— start GIVEN TEXT —

A G Suite domain like yourorganization.com is also a valid user or a member. You can assign permissions to an entire G Suite domain.

If you are not part of google, you can use Cloud Identity Service to create a Cloud identity domain, that is also a valid Cloud IAM user.

And "allAuthenticatedUsers" is also an entity that allows you to assign permissions to all users authenticated through Google's authentication system.

Last, "allUsers" assigns permissions even to anonymous users.

5.2. Cloud IAM Permissions

  • Permissions determine the operations performed on a resource (launch an instance, deploy an object into a store bucket.)
  • Correspond 1:1 with REST methods of GCP resources. GCP is based on a collection of APIs.
  • Each GCP resource exposes REST APIs to perform operations.
  • Permissions are directly mapped to each REST API.
    • Publisher.Publish() -> pubsub.topics.publish.
  • Permissions cannot be assigned directly to members/users, but to a role. You group multiple permissions into a role and to assign that role to a member.
  • One or more permissions are assigned to an IAM Role

5.3. Cloud IAM Roles

Roles are a logical grouping of permissions.

— end GIVEN TEXT —
— start RECORD LIST —

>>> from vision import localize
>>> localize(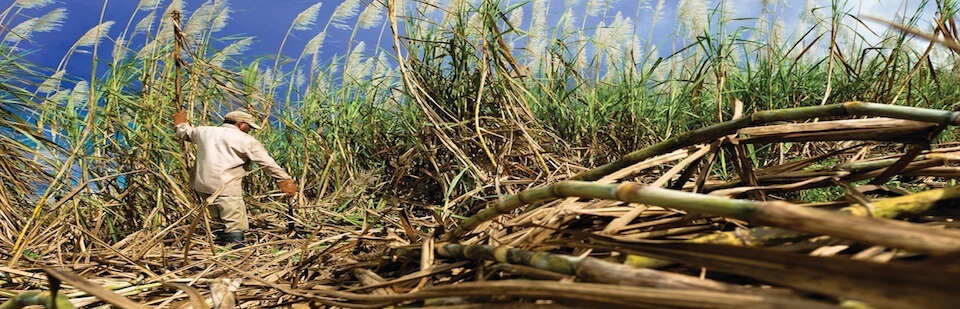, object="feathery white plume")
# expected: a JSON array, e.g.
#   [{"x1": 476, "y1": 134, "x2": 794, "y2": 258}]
[
  {"x1": 137, "y1": 0, "x2": 160, "y2": 11},
  {"x1": 303, "y1": 32, "x2": 327, "y2": 56},
  {"x1": 33, "y1": 8, "x2": 67, "y2": 32},
  {"x1": 210, "y1": 1, "x2": 233, "y2": 32},
  {"x1": 677, "y1": 0, "x2": 707, "y2": 36},
  {"x1": 112, "y1": 38, "x2": 127, "y2": 61},
  {"x1": 650, "y1": 0, "x2": 663, "y2": 27},
  {"x1": 293, "y1": 2, "x2": 323, "y2": 30},
  {"x1": 47, "y1": 89, "x2": 70, "y2": 105},
  {"x1": 293, "y1": 69, "x2": 307, "y2": 89},
  {"x1": 37, "y1": 70, "x2": 67, "y2": 93},
  {"x1": 15, "y1": 0, "x2": 56, "y2": 9},
  {"x1": 330, "y1": 0, "x2": 360, "y2": 30},
  {"x1": 183, "y1": 1, "x2": 214, "y2": 38},
  {"x1": 587, "y1": 0, "x2": 616, "y2": 16},
  {"x1": 720, "y1": 0, "x2": 736, "y2": 21},
  {"x1": 133, "y1": 12, "x2": 157, "y2": 33},
  {"x1": 74, "y1": 20, "x2": 113, "y2": 47}
]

— end RECORD LIST —

=== SHORT PROBLEM 1 ===
In the Cloud IAM text, which entity assigns permissions even to anonymous users?
=== SHORT PROBLEM 2 ===
From the Cloud IAM text, quote the passage that begins with the words "A G Suite domain" and ends with "each REST API.".
=== SHORT PROBLEM 3 ===
Rewrite the paragraph of the Cloud IAM text that starts "A G Suite domain like" in a shorter form that keeps its main facts.

=== WORKED ANSWER 1 ===
"allUsers"

=== WORKED ANSWER 2 ===
A G Suite domain like yourorganization.com is also a valid user or a member. You can assign permissions to an entire G Suite domain.

If you are not part of google, you can use Cloud Identity Service to create a Cloud identity domain, that is also a valid Cloud IAM user.

And "allAuthenticatedUsers" is also an entity that allows you to assign permissions to all users authenticated through Google's authentication system.

Last, "allUsers" assigns permissions even to anonymous users.

5.2. Cloud IAM Permissions

  • Permissions determine the operations performed on a resource (launch an instance, deploy an object into a store bucket.)
  • Correspond 1:1 with REST methods of GCP resources. GCP is based on a collection of APIs.
  • Each GCP resource exposes REST APIs to perform operations.
  • Permissions are directly mapped to each REST API.

=== WORKED ANSWER 3 ===
A G Suite domain such as yourorganization.com is a valid member, so permissions can be assigned to the whole domain.